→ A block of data
....................

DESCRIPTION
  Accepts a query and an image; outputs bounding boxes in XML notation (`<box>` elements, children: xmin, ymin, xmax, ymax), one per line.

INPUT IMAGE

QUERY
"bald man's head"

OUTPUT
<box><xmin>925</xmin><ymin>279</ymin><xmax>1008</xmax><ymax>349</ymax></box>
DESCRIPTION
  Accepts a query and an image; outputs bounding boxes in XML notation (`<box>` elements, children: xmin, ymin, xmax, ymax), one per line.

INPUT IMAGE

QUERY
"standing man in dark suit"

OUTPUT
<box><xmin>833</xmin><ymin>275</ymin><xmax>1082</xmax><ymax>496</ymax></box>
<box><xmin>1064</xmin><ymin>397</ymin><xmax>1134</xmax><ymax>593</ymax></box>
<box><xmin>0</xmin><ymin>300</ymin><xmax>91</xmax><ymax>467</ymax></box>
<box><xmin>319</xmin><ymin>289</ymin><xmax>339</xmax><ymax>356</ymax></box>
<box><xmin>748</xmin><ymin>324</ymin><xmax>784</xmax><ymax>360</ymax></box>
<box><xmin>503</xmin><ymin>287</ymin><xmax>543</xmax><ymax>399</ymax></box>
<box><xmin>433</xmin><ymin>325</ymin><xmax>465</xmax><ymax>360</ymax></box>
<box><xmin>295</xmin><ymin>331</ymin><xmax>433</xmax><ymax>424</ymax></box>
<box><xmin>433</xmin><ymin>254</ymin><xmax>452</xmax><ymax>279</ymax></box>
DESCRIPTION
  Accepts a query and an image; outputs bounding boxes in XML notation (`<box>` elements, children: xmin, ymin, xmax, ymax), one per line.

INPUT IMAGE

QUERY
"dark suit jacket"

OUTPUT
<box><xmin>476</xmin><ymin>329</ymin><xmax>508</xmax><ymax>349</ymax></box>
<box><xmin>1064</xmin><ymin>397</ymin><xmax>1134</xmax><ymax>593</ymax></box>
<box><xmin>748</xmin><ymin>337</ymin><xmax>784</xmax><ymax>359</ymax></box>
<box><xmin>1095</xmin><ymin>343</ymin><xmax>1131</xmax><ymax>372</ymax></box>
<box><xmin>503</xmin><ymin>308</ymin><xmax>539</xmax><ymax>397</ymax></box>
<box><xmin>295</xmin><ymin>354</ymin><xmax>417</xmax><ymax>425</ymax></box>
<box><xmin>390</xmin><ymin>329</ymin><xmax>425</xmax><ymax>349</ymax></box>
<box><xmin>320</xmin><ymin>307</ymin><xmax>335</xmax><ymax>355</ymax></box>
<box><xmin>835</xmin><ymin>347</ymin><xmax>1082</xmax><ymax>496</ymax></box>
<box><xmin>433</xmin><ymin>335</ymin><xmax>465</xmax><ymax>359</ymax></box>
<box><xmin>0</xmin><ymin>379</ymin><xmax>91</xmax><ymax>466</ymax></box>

....................

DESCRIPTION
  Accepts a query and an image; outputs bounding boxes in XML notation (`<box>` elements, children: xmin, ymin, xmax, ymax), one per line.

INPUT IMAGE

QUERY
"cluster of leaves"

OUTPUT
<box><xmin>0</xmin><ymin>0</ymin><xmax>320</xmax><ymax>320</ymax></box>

....................

→ Stated task
How many lines in the data above contain the word "dark"? Reply with the number alone.

→ Response below
2